▶ **Information provided**:
%%

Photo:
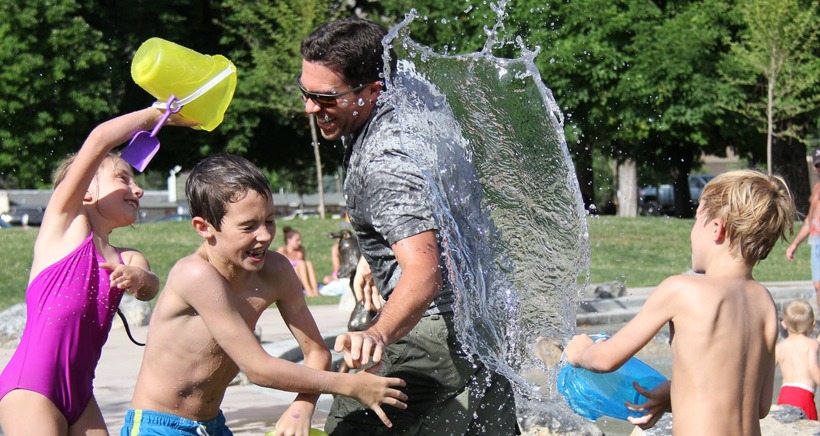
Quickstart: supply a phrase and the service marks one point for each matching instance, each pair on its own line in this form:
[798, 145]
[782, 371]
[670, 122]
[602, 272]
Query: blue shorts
[149, 423]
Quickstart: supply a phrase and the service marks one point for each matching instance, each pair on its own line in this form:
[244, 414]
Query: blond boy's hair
[798, 316]
[756, 210]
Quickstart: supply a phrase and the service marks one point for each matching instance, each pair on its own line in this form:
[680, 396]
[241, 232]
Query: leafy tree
[773, 76]
[669, 115]
[269, 124]
[53, 87]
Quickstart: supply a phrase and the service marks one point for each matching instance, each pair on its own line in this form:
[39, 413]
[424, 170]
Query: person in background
[201, 330]
[76, 282]
[723, 323]
[798, 357]
[392, 213]
[295, 252]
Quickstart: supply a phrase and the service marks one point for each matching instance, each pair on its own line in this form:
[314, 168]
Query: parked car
[657, 200]
[18, 216]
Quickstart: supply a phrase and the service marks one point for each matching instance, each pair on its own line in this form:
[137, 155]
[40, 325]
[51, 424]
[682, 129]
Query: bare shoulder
[280, 278]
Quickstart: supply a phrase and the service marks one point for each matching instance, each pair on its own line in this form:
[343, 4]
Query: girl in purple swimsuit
[77, 280]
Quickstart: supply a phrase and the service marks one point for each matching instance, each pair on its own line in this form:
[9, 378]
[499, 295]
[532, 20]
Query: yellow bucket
[313, 432]
[203, 84]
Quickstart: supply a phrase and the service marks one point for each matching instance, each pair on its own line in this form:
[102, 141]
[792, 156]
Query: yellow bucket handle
[199, 92]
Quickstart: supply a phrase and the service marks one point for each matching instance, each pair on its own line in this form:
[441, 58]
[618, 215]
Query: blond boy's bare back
[724, 334]
[183, 352]
[797, 356]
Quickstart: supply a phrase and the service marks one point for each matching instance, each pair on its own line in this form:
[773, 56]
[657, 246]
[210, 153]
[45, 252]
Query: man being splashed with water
[391, 209]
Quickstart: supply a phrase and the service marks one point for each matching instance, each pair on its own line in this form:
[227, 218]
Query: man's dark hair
[221, 179]
[350, 46]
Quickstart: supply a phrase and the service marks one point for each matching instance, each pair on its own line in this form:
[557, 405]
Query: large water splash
[489, 136]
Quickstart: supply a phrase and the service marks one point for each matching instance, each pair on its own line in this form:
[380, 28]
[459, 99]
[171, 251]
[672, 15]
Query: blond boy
[201, 332]
[797, 356]
[723, 324]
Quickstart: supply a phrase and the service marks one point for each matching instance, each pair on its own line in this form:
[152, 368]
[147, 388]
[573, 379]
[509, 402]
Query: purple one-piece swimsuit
[69, 307]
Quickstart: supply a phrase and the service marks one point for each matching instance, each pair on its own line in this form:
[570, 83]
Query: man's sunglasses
[326, 100]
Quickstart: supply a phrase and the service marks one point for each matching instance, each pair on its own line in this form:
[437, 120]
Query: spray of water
[489, 136]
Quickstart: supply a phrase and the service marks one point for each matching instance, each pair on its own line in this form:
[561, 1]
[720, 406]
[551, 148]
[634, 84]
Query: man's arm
[418, 285]
[297, 317]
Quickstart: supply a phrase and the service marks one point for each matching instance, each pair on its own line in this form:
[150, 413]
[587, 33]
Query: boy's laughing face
[246, 232]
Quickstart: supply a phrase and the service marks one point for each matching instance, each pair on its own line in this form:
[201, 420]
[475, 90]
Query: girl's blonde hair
[756, 210]
[60, 172]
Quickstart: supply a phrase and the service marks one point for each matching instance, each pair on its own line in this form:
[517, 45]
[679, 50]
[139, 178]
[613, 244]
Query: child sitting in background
[723, 323]
[295, 252]
[797, 356]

%%

▶ **Instructions for the task**: Output every entry word for word, but omit the pictures.

▶ **Task answer**:
Photo:
Quickstart: supply a phrase and the service marks one point for each matching instance, each pair on its own line in this form:
[798, 145]
[782, 371]
[670, 122]
[602, 272]
Query: blue shorts
[149, 423]
Quickstart: supply a phrase and the service marks one point for each matching instance, each pair on its own line in this form:
[244, 414]
Query: blond boy's hair
[798, 316]
[756, 210]
Quickstart: supply a phrase and the service marks one point for each matching instance, each pair on its own line in this form:
[680, 396]
[241, 232]
Query: leafy tree
[773, 76]
[669, 115]
[269, 124]
[53, 87]
Quickstart: supply a phrase and the service marks one point for each matching instance, each pair on its own line in this form:
[39, 413]
[424, 170]
Query: person in background
[201, 330]
[76, 282]
[723, 323]
[798, 357]
[392, 213]
[295, 252]
Quickstart: supply a phrase and the service marks one point for each matching instance, each pair on its own line in this form:
[314, 168]
Query: parked car
[657, 200]
[18, 216]
Quickstart: supply a phrase and the service marks one point for each matching instance, each pair on its own line in this form:
[137, 155]
[40, 325]
[51, 424]
[682, 129]
Query: bare shoulder
[280, 278]
Quickstart: supply a phrase and the service marks one point for each matching instance, each pair on its own line in this form:
[343, 4]
Query: girl in purple swimsuit
[77, 280]
Quickstart: supply a phrase and the service marks one point for each matching instance, each pair on its own line in this form:
[9, 378]
[499, 295]
[532, 20]
Query: yellow bucket
[313, 432]
[203, 84]
Quickstart: supply a phrase and the service marks one point for each matching instance, each pair on its own line in this form:
[102, 141]
[792, 156]
Query: yellow bucket handle
[199, 92]
Quickstart: supply a phrase and the service marks one point for each matching instance, each pair on its own line in this form:
[441, 58]
[618, 215]
Query: blond boy's bare back
[724, 334]
[183, 352]
[797, 356]
Quickstart: supply a phrase and the service marks one point for each matching instance, each pair on its own line in this form:
[773, 56]
[657, 246]
[210, 153]
[45, 252]
Query: man being splashed with water
[391, 209]
Quickstart: supply a phrase and the service marks one point for each matching instance, each pair on its own line in this form:
[227, 218]
Query: man's dark hair
[221, 179]
[350, 46]
Quickstart: supply a phrase and the service marks one point for each matching instance, each pair on its own line in this form:
[557, 405]
Query: large water splash
[489, 136]
Quickstart: supply a phrase and the service marks one point for each matching instance, each pair on its own line in this form:
[380, 28]
[459, 99]
[171, 251]
[672, 15]
Query: blond boy
[201, 332]
[797, 356]
[723, 324]
Quickstart: supply a phrase and the service marks one point for each matching instance, each pair on its own line in this form:
[152, 368]
[147, 388]
[573, 379]
[509, 402]
Query: purple one-piece swimsuit
[69, 307]
Quickstart: supply a phrase and the service marks one point for each matching instance, each pair on its own line in this form:
[570, 83]
Query: man's sunglasses
[326, 100]
Quickstart: supply a phrase and the service marks one point for each matching instance, each pair on its own line in this form:
[437, 120]
Query: spray of water
[489, 136]
Quickstart: supply a phrase and the service marks one point for each matching instance, each pair on its own line in this form:
[561, 1]
[720, 406]
[551, 148]
[634, 84]
Query: man's arm
[418, 285]
[297, 317]
Quickstart: supply a phrase and the service marks one point for each matching instance, each pair on its own line in this form:
[150, 413]
[587, 33]
Query: boy's laughing face
[246, 232]
Quickstart: supply a phrase and the service marks one point for each matching instance, each pair on its own line in this form:
[201, 420]
[475, 90]
Query: girl's blonde hair
[756, 210]
[60, 172]
Quickstart: supply a phrase and the service marks one point for each matching instance, each pair on its own line in this form:
[517, 45]
[679, 50]
[139, 178]
[613, 244]
Query: child sitting in background
[723, 323]
[295, 252]
[797, 356]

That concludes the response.